STATED EXERCISE = Count the lines of the listing below that contain the string "tram", matching case, and give only that number.

RECORDS TO PROCESS =

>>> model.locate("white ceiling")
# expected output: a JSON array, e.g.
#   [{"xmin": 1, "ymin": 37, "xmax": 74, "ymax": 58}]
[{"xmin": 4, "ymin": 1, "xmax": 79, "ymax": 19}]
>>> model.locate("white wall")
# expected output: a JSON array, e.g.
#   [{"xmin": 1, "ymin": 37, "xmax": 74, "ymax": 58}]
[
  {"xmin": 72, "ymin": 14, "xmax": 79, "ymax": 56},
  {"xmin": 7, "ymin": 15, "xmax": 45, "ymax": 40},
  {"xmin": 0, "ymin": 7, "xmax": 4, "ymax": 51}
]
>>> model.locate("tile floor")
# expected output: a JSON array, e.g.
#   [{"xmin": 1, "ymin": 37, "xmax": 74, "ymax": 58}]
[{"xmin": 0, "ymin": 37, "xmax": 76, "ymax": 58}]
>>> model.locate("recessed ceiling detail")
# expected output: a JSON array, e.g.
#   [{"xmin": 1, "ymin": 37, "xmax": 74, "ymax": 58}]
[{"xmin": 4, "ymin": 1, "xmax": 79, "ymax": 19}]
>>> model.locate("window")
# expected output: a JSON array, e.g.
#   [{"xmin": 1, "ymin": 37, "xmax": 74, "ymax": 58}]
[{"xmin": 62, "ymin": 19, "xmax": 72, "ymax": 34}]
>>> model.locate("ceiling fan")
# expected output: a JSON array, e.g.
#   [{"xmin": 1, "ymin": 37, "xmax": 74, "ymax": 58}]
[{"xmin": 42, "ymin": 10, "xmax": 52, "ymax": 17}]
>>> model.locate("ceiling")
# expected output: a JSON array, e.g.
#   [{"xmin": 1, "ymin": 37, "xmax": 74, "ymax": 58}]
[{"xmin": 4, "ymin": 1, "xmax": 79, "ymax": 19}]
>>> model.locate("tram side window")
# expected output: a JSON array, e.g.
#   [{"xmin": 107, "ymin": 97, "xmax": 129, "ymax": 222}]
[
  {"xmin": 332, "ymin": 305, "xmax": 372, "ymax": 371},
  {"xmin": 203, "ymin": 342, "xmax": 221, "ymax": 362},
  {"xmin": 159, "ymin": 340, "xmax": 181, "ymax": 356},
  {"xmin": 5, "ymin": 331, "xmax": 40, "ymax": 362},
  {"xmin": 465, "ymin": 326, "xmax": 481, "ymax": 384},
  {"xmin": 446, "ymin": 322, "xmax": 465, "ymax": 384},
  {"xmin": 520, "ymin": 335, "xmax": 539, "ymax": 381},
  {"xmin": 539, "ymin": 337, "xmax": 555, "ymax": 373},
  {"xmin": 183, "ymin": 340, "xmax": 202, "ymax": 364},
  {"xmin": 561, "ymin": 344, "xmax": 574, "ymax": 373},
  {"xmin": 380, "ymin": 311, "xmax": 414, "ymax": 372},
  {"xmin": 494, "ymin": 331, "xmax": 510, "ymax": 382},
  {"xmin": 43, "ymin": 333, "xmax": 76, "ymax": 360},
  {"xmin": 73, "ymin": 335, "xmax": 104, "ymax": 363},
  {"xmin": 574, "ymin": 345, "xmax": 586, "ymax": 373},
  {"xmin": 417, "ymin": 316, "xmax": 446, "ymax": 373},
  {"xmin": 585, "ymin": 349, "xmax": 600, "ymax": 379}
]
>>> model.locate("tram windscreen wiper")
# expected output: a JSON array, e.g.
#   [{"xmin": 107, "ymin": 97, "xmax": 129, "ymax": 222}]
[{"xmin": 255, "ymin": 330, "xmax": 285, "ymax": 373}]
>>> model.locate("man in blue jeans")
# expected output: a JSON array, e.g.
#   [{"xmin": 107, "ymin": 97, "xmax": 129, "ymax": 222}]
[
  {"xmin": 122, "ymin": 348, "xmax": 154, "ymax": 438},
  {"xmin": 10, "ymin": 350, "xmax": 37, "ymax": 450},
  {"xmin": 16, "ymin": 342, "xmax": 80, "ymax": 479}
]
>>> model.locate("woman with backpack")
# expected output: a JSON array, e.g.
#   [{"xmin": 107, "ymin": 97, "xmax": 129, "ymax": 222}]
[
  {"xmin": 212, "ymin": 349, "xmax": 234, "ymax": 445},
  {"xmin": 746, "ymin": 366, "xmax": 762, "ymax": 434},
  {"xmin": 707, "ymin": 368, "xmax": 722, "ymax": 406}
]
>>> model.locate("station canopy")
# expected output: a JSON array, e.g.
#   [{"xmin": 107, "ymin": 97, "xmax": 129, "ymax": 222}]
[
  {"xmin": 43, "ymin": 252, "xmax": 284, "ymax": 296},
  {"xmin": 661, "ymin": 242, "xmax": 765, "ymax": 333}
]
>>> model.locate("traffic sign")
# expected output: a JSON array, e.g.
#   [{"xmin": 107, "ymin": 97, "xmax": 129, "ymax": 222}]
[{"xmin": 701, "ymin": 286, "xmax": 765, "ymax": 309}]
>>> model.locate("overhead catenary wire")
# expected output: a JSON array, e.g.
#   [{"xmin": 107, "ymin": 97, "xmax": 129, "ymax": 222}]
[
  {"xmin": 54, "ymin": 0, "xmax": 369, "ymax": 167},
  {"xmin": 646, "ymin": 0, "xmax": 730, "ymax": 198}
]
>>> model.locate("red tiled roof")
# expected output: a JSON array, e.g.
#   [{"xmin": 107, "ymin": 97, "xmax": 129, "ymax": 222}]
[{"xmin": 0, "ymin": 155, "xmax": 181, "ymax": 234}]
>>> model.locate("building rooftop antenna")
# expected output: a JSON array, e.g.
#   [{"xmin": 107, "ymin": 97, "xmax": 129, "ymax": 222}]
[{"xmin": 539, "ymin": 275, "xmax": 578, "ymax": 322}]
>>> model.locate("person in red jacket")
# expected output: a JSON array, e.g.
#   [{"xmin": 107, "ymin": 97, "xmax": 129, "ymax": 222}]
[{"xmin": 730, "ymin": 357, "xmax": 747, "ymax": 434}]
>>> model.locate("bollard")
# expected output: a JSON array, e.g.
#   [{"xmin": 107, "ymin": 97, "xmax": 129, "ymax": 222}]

SOLUTION TO THIS PROBLEM = 2